[PROVIDED INFORMATION Boundary: Start]

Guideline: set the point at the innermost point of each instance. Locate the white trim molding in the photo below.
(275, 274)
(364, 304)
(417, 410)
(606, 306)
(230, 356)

[PROVIDED INFORMATION Boundary: End]

WHAT THE TASK REQUIRES: Reproduce every line above. Keep it exact.

ANSWER TO THIS TASK:
Guideline: set the point at the innermost point of each instance. Locate the white trim molding in the photo below.
(275, 274)
(364, 304)
(417, 410)
(606, 306)
(230, 356)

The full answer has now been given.